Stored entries
>> Start

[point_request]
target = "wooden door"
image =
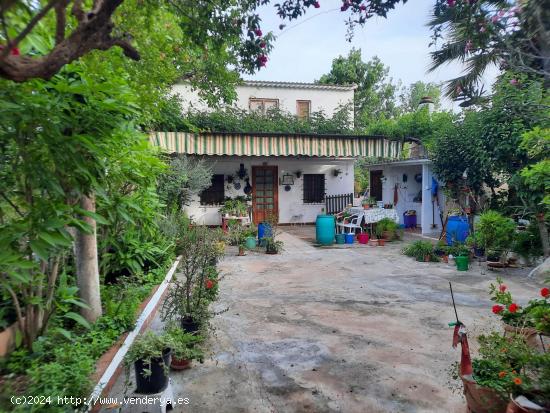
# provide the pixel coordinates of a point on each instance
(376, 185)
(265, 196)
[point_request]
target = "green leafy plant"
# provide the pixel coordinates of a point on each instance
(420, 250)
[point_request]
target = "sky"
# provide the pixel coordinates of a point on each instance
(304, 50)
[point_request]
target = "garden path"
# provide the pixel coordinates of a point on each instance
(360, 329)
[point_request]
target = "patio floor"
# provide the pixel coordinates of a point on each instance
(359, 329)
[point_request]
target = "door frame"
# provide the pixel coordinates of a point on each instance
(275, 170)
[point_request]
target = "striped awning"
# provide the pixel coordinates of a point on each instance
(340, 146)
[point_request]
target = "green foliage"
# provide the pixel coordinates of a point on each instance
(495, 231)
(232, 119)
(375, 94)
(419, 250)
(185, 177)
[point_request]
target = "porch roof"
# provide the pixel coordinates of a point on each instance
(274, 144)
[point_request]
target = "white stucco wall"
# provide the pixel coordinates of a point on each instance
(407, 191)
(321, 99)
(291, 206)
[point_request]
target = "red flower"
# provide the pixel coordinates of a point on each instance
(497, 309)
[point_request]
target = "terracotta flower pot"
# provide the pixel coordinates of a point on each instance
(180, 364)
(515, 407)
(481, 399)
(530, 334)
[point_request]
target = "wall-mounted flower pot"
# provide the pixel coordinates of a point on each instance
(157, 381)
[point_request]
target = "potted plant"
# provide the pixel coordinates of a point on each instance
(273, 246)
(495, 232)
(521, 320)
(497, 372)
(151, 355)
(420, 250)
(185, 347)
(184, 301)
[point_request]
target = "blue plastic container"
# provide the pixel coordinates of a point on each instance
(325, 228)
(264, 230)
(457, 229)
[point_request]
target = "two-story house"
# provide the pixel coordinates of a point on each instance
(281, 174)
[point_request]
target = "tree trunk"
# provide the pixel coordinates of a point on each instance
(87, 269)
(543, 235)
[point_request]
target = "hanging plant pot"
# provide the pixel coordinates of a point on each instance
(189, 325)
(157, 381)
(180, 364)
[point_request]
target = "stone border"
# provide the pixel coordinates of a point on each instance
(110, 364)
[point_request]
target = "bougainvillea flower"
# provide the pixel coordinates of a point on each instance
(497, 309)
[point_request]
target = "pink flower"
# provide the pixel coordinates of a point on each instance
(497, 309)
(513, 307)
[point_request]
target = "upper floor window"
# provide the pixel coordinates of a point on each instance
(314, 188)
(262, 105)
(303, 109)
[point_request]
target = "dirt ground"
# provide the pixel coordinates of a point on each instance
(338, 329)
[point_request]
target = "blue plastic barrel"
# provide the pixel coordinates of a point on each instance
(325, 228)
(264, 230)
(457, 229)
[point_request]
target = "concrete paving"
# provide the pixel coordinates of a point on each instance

>> End

• [Task statement]:
Pull out every line of the rows above that contains the string "blue".

• [Exercise solution]:
target = "blue plastic container"
target = "blue plastic barrel"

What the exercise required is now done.